EXERCISE INSTRUCTIONS: Lines below starting with the line with "note: a mask" and going on through the line with "inside_test: even-odd" must be output exactly; the rest of the records must be left out.

Saved data entries:
▼

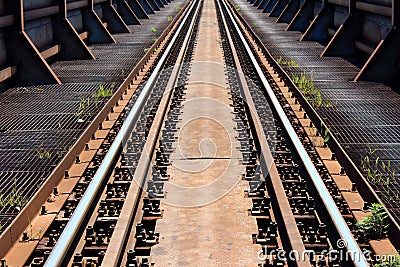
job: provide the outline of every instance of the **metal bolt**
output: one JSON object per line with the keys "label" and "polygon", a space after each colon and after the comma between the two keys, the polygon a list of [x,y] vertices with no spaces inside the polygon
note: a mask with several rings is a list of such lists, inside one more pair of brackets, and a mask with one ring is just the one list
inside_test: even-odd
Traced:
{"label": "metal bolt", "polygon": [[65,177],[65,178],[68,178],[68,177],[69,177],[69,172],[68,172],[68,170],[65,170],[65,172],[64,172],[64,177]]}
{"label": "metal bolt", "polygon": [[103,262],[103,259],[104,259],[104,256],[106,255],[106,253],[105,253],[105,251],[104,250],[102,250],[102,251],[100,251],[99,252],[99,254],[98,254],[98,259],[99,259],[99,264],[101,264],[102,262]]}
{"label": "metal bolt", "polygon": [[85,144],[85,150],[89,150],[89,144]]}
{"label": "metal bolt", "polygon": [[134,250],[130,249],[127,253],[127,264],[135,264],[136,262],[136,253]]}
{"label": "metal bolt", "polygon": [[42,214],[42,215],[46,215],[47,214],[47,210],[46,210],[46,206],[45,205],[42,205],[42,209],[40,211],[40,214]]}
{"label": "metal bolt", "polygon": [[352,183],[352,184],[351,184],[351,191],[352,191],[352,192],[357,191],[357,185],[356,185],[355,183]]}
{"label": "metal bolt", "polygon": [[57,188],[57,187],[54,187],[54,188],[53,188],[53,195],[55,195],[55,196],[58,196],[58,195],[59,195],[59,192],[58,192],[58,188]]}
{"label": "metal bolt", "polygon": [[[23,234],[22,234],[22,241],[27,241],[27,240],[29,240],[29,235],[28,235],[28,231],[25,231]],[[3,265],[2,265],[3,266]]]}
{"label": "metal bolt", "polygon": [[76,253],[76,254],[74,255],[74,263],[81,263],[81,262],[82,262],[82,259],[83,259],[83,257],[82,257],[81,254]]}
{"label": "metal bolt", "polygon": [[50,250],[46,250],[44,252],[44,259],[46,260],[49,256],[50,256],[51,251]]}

▲

SOLVED PROBLEM:
note: a mask with several rings is a list of such lists, inside one more pair of brackets, and a mask with one ring is just the one list
inside_test: even-odd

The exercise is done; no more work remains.